EXERCISES |
1. List the countries that the passage on the Catalpa rescue says contributed international coordination and effort to the rescue.
2. Answer these questions from the passage on the Catalpa rescue, one answer to a line:
(a) From which town was the whaling ship sent?
(b) In what year did the British start arresting Irish soldiers who had secretly joined the Fenian movement?
(c) What was the name of the last convict ship sent to Western Australia?
3. Reproduce the part of the passage on the Catalpa rescue that opens with the words containing "The Catalpa Rescue is" and closes with "Ireland and Australia.".

(this post comes from the Trivia Tribe at tribes.tribe.net/triviarocks/threads which some of you might like...)
The Catalpa Rescue is the stuff of ambitious heroism and legend. A celebrated story in its day, a hundred and fifty years after the event, it has been largely forgotten. Never heard of the Catalpa rescue? You're not alone. Even in Western Australia where it happened, it has largely been overlooked..
To sum up the story of the rescue – it was a “can-do” and “go-getter” prison break, an olden-day global conspiracy with undercover agents and code books that took place with international coordination and effort from the US, Britain, Ireland and Australia.
The daring escape plan involved sending a whaling ship from New Bedford, Massachusetts, half way across the globe to bring convicts in Western Australia to freedom in New York over a distance of 18,708 kilometers (11,624 miles or 10,101 nautical miles as the crow flies and that’s the return trip only ! Captain Anthony navigated most of this distance without the use of a functioning chronometer which is considered a great feat of seamanship.)
The plan was the work of three meticulous minds – John Devoy, the cunning Irish spy, John Breslin, and whaling captain George Anthony. Together they devised an elaborate scheme to liberate imprisoned Irish Nationalists from Fremantle, one of the most hostile and remote prisons on earth.
Our story begins in Ireland in 1865 when the British started arresting Irish soldiers who had secretly joined the Fenian movement in the guise of the Irish Republican Brotherhood, which was a secret society that flourished in the 1860s. Its activities included (unsuccessful) armed rebellion against British Occupation of Ireland. (The Irish Republican Brotherhood (IRB) and “Young Ireland” were some of the progenitors to the IRA and Sinn Féin) .
Convicted of treason and/or sedition, many Irish Political Prisoners were transported to penal colonies through the British Empire including Australia. Some of these people committed “crimes” such as calling for Irish Independence and Freedom through the Press and speeches. ..
In 1868 more than 60 Fenians were transported to Fremantle as political prisoners on the “Hougoumont”, the last convict ship sent to Western Australia. Their arrival signalled the end of convict transportation to Australia.

STORED DATA |
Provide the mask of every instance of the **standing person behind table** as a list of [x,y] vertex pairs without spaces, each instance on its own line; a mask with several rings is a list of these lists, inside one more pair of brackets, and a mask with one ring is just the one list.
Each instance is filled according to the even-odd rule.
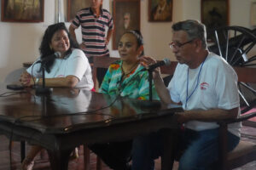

RESPONSES |
1. The US, Britain, Ireland and Australia.

2.
(a) New Bedford, Massachusetts.
(b) 1865.
(c) The "Hougoumont".

3.
The Catalpa Rescue is the stuff of ambitious heroism and legend. A celebrated story in its day, a hundred and fifty years after the event, it has been largely forgotten. Never heard of the Catalpa rescue? You're not alone. Even in Western Australia where it happened, it has largely been overlooked..
To sum up the story of the rescue – it was a “can-do” and “go-getter” prison break, an olden-day global conspiracy with undercover agents and code books that took place with international coordination and effort from the US, Britain, Ireland and Australia.